Point-per-instance localization data
Segment Open

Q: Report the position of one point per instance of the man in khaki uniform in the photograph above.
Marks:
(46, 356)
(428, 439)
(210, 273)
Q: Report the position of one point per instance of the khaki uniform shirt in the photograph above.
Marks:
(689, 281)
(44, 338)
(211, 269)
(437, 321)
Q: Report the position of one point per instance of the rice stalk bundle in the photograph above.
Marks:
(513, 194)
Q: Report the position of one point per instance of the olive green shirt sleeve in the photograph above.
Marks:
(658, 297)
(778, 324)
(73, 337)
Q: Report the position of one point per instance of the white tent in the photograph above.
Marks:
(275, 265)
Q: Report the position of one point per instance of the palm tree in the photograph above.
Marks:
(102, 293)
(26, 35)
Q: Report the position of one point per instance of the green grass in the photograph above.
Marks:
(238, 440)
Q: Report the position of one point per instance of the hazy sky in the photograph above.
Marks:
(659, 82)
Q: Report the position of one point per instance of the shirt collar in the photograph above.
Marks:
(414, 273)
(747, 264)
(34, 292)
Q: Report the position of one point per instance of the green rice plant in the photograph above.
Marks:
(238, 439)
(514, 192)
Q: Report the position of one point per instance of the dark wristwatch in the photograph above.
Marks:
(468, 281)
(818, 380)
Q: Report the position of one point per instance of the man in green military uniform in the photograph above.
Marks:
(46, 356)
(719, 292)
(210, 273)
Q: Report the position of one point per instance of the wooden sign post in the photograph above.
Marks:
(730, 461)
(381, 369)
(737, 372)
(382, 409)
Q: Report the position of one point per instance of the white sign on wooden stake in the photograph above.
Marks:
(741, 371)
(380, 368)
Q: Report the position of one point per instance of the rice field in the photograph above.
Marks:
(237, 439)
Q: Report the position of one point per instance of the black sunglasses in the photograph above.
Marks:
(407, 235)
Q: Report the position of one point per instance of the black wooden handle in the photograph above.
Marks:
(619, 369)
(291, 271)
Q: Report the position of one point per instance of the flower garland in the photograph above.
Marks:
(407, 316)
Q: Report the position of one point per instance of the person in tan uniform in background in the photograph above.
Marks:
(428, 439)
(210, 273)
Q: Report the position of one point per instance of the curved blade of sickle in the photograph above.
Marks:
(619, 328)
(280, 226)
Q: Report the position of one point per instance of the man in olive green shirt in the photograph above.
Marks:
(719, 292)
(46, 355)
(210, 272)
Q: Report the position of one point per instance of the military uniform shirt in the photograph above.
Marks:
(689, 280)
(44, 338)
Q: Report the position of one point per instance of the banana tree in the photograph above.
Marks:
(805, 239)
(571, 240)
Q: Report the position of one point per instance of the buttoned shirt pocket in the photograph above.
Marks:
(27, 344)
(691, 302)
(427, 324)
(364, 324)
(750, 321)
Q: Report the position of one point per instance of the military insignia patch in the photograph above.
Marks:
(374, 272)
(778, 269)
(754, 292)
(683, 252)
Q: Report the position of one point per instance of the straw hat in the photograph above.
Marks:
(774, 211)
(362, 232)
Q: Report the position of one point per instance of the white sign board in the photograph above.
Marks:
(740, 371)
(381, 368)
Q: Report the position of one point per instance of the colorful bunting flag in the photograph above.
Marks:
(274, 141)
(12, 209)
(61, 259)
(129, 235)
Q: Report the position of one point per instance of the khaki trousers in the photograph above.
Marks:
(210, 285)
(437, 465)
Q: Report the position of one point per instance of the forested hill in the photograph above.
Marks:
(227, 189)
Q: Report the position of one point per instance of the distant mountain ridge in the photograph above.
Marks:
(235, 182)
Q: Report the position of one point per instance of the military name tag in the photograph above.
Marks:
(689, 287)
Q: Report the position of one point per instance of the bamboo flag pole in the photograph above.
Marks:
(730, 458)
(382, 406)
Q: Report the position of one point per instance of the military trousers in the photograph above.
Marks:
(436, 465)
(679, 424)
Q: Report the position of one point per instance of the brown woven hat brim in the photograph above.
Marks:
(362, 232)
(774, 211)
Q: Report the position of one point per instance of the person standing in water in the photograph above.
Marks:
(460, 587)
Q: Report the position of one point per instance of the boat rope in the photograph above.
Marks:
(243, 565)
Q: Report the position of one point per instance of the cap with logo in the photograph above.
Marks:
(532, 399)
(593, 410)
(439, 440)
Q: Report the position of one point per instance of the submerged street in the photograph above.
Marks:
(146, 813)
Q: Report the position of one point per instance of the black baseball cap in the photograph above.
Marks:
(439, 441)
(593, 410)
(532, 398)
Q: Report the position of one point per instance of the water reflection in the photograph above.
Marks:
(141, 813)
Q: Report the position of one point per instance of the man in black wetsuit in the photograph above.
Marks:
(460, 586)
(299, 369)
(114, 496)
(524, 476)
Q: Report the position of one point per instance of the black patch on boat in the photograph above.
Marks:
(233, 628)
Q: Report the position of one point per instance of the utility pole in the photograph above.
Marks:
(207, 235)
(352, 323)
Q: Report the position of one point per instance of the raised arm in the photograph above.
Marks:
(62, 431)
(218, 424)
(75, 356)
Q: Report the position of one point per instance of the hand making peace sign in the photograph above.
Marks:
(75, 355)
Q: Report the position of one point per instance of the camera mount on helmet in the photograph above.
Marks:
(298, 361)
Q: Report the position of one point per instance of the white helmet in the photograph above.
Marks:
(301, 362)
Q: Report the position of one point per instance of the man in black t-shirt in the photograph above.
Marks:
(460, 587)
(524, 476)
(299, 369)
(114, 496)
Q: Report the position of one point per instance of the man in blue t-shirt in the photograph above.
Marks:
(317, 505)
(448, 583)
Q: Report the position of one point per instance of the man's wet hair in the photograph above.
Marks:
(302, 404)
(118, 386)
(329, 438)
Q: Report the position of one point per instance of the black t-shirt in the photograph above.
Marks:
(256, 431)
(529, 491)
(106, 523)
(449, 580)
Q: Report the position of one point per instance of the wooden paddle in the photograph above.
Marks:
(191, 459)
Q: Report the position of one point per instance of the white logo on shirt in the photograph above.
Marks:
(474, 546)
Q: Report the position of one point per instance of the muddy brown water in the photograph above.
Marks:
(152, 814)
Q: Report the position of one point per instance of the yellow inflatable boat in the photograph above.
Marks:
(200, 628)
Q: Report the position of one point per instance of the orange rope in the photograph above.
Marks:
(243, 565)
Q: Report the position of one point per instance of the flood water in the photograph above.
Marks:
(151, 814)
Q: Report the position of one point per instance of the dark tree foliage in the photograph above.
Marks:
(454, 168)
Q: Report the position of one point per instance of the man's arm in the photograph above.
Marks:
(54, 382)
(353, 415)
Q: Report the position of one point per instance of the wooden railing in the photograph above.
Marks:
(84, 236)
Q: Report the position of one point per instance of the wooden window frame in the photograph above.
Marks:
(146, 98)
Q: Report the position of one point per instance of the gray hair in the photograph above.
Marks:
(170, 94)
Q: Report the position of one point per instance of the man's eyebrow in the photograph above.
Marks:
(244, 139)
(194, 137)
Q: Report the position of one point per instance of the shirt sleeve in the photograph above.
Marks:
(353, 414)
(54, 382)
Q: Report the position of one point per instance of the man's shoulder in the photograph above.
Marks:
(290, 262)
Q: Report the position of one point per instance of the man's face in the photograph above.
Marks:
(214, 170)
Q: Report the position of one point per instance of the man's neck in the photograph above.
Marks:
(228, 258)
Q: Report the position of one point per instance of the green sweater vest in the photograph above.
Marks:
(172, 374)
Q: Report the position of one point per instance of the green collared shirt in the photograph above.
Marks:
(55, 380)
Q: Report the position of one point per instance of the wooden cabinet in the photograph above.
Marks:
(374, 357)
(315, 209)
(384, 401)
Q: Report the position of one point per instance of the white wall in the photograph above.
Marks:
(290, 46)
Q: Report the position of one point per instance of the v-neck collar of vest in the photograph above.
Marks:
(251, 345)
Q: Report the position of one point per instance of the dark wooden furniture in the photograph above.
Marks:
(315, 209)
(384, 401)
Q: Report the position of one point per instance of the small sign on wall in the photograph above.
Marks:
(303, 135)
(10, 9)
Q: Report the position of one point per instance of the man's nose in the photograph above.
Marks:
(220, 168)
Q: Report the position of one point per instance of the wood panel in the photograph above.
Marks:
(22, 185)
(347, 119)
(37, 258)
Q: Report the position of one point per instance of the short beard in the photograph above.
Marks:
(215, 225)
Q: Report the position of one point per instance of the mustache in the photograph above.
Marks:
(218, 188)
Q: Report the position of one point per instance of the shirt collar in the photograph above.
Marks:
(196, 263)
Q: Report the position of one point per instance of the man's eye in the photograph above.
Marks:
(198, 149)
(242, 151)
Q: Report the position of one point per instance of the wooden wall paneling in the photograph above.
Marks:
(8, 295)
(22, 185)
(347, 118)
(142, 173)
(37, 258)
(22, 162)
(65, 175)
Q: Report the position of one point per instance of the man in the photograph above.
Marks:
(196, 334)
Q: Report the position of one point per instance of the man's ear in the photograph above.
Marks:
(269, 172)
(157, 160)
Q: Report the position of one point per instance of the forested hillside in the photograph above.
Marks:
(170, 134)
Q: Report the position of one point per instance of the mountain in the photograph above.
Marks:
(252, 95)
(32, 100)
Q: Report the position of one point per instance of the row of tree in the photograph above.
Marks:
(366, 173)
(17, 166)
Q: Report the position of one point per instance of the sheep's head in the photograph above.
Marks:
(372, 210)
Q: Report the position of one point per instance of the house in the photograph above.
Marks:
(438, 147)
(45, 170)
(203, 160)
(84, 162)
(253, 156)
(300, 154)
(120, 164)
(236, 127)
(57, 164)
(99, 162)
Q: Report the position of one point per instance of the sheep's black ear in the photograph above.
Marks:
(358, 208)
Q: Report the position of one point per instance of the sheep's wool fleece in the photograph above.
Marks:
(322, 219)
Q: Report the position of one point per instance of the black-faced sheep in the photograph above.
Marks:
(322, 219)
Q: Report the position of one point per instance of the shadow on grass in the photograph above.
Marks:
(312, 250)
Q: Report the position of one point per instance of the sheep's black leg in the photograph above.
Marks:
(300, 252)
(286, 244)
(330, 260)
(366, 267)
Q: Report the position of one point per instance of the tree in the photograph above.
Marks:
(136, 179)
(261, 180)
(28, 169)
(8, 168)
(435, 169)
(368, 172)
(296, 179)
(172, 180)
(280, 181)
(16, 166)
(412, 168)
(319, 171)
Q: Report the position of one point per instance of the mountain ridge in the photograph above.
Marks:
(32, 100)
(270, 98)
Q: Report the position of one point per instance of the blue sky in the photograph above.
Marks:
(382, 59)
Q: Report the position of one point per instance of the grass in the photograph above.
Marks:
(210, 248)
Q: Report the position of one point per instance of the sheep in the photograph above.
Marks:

Segment Closed

### What the task asks
Wherever the string "military" appears in the records above, copy the line it sits in.

### Problem solution
Q: Report the position of one point per instance of the man in green military uniform in the photograph above.
Q: Report the position of one point per instance of the military uniform shirt in the photograph above.
Q: Report the position of one point per instance of the military insignia patch in the photograph above.
Q: Report the position of one point per instance of the military name tag in the photograph above.
Q: Report the position of one point per instance of the military trousers in the photograph above.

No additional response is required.